▶ **Information supplied**
_ _ _ _ _ _ _

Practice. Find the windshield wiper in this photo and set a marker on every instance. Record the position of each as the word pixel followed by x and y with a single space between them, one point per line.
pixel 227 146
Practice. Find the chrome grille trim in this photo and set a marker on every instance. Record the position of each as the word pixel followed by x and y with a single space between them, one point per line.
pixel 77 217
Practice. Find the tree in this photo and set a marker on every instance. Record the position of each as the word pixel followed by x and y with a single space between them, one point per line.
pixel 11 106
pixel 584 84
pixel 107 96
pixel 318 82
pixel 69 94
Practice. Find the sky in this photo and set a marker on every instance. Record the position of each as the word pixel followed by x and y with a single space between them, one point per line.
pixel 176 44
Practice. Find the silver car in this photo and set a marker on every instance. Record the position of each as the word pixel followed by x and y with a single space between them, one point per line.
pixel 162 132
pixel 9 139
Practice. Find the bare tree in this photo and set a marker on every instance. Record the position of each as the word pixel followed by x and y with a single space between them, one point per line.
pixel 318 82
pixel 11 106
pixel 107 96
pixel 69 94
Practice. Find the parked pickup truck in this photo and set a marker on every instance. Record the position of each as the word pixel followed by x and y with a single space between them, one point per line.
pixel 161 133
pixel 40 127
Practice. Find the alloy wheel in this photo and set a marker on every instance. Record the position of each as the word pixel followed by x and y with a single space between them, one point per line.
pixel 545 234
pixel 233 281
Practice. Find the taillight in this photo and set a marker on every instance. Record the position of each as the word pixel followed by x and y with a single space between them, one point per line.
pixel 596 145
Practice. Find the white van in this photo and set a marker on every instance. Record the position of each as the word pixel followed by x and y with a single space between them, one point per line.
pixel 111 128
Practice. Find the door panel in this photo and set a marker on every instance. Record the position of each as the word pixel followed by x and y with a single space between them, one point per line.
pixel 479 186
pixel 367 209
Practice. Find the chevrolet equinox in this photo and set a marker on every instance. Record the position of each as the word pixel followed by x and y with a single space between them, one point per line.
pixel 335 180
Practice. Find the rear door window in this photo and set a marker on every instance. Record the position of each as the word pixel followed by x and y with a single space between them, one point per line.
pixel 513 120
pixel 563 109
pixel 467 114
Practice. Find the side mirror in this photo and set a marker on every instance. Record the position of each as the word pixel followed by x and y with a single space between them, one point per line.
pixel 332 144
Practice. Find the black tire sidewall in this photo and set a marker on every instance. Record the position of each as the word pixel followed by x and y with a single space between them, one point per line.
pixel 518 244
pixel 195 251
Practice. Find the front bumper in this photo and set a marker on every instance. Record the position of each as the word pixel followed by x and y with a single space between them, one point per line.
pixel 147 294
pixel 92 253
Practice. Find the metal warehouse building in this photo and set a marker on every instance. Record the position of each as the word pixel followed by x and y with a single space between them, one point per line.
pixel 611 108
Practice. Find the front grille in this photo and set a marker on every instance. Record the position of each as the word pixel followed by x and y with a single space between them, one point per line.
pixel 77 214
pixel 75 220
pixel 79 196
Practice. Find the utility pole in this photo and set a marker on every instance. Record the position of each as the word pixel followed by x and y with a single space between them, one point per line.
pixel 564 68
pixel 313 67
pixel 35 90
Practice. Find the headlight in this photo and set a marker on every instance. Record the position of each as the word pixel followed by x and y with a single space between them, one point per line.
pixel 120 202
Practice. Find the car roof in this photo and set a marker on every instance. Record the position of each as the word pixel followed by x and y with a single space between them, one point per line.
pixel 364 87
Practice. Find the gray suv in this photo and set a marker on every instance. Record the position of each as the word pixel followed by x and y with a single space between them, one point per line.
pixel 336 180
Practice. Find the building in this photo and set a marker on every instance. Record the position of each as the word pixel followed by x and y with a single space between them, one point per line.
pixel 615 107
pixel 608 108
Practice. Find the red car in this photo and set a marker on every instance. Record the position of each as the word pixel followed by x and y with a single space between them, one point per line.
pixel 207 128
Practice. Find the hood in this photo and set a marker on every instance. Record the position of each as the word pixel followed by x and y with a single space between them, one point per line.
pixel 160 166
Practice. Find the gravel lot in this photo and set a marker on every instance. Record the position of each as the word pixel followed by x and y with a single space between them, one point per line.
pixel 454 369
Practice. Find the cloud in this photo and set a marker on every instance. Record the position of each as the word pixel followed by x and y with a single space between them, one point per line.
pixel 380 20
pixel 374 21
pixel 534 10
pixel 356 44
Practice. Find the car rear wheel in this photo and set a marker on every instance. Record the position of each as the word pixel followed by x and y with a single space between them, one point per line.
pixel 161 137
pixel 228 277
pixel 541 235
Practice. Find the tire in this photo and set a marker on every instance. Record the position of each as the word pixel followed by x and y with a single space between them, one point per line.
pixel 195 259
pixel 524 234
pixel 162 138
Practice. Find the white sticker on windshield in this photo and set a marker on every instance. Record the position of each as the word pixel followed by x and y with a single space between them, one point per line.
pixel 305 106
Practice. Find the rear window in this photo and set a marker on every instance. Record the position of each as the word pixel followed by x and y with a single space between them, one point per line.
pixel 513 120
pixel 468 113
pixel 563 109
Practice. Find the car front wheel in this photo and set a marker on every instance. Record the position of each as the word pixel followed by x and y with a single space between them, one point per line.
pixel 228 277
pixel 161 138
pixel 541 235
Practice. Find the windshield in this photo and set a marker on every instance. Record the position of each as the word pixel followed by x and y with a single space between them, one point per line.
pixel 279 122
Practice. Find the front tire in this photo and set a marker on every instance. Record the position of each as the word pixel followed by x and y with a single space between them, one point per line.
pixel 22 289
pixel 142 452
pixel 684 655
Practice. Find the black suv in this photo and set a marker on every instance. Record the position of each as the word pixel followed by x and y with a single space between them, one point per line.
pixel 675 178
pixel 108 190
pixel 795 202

_ _ _ _ _ _ _

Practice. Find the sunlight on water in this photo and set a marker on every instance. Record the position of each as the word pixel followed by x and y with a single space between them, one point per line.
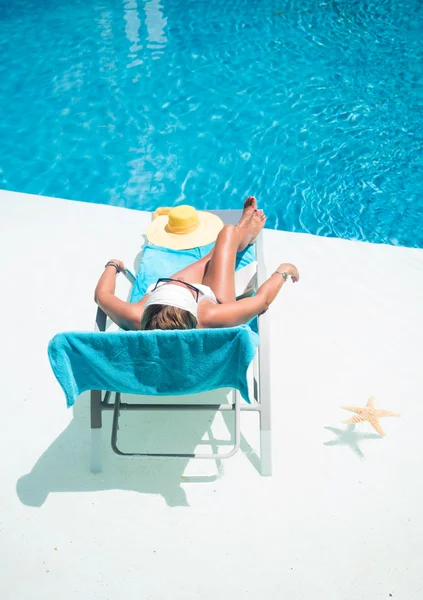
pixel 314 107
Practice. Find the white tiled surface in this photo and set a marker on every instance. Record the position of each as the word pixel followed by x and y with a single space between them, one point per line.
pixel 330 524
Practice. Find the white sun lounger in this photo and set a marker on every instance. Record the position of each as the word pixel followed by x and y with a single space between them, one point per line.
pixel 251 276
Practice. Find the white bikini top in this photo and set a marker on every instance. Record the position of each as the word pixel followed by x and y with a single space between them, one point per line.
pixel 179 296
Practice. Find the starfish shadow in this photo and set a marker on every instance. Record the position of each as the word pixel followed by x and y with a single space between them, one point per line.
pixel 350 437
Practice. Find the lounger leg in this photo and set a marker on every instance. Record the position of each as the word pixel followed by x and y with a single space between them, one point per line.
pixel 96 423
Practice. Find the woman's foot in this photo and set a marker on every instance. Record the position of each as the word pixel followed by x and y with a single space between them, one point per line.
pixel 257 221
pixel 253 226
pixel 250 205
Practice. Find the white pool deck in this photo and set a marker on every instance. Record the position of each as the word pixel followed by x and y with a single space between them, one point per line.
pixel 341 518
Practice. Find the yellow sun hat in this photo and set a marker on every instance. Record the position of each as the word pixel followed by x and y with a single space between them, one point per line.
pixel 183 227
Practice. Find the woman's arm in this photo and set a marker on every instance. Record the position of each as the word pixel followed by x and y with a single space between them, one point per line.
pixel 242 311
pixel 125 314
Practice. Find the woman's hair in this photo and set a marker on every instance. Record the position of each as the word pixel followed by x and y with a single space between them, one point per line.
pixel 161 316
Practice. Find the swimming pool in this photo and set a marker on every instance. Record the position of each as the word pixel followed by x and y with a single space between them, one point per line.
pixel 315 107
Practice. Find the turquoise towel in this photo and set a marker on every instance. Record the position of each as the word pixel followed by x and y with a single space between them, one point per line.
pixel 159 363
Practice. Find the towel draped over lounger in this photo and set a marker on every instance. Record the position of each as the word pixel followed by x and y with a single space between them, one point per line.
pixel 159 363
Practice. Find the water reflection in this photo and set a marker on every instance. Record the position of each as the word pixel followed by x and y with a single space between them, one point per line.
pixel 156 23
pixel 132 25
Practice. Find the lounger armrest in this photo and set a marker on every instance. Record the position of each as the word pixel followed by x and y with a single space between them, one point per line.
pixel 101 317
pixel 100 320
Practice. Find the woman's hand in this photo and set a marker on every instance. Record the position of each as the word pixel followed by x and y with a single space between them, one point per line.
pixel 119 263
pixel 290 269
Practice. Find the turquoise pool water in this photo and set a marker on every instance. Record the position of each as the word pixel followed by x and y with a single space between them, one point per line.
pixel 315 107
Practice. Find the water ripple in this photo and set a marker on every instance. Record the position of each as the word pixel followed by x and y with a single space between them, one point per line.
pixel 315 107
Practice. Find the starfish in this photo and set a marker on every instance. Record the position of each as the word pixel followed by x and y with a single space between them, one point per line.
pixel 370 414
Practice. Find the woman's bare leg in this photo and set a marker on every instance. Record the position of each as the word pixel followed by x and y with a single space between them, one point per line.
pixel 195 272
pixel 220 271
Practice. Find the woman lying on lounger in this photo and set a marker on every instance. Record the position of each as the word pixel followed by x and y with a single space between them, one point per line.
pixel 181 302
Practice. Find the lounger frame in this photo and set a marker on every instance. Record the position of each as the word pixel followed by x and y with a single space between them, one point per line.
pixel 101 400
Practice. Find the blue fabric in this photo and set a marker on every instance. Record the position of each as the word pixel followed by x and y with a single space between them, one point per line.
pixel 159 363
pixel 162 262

_ _ _ _ _ _ _

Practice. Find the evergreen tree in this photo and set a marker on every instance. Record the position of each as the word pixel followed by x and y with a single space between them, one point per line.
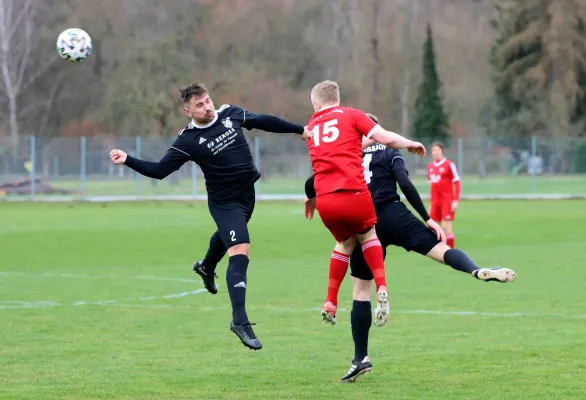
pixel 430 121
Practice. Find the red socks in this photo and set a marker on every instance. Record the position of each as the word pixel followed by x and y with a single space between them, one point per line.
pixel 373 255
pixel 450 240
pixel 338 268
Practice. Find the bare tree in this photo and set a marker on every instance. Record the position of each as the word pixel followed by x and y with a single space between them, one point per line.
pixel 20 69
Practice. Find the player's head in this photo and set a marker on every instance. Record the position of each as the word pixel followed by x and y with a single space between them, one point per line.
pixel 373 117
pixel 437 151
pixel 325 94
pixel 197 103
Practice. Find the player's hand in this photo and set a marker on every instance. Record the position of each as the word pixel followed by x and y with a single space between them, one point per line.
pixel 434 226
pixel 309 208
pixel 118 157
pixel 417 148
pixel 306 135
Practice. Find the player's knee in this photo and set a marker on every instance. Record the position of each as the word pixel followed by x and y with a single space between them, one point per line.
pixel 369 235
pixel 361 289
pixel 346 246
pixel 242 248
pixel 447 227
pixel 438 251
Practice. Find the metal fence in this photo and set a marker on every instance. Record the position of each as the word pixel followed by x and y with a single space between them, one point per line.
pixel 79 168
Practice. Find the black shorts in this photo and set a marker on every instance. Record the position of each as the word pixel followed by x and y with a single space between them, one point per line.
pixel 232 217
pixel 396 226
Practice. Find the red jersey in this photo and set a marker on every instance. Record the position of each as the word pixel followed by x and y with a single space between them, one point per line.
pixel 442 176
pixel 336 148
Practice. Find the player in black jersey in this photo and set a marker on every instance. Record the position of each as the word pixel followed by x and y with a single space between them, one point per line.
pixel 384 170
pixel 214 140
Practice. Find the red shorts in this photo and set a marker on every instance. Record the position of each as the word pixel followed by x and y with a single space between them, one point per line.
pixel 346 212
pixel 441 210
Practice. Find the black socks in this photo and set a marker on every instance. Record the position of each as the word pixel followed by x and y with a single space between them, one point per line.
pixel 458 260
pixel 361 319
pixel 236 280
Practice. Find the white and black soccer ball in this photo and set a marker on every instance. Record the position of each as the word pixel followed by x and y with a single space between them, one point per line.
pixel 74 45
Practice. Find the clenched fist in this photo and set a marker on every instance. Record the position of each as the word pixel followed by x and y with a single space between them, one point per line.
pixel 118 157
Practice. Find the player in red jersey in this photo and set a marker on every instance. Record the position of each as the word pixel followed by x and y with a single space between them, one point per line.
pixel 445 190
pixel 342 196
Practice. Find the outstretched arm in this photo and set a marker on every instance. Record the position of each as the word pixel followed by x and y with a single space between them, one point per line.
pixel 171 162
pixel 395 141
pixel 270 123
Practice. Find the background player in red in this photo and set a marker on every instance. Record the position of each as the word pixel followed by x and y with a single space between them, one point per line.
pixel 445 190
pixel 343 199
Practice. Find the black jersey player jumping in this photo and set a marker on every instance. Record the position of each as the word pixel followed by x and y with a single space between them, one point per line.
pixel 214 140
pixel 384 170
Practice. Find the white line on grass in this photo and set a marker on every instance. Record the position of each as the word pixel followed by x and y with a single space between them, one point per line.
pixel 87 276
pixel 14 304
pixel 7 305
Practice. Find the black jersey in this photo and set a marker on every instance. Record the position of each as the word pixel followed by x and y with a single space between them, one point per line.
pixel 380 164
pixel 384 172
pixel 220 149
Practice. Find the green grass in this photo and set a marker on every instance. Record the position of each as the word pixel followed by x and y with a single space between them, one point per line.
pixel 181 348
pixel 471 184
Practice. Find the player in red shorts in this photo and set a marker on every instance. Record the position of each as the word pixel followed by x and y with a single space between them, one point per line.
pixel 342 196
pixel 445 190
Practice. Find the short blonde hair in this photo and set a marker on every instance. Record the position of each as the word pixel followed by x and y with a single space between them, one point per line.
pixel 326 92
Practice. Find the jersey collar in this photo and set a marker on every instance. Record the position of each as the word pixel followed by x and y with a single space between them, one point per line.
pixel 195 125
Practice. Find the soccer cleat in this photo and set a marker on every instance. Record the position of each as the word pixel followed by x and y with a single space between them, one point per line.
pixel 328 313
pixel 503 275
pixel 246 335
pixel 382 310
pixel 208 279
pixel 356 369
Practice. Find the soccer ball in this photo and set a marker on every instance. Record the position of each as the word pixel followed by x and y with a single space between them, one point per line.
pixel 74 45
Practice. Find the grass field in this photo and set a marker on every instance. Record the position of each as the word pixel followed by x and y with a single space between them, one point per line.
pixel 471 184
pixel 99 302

_ _ _ _ _ _ _

▶ **Task statement**
Rewrite the lines starting with the line containing "Practice. Find the metal warehouse" and going on through the line containing "pixel 611 108", replacing "metal warehouse building" with "steel warehouse building" and keeping everything else unchanged. Give only those lines.

▶ **Worked solution**
Practice. Find the steel warehouse building in this photo and set a marker on every instance. Record the position of each as the word pixel followed by x and y with a single space between them, one point per line.
pixel 611 108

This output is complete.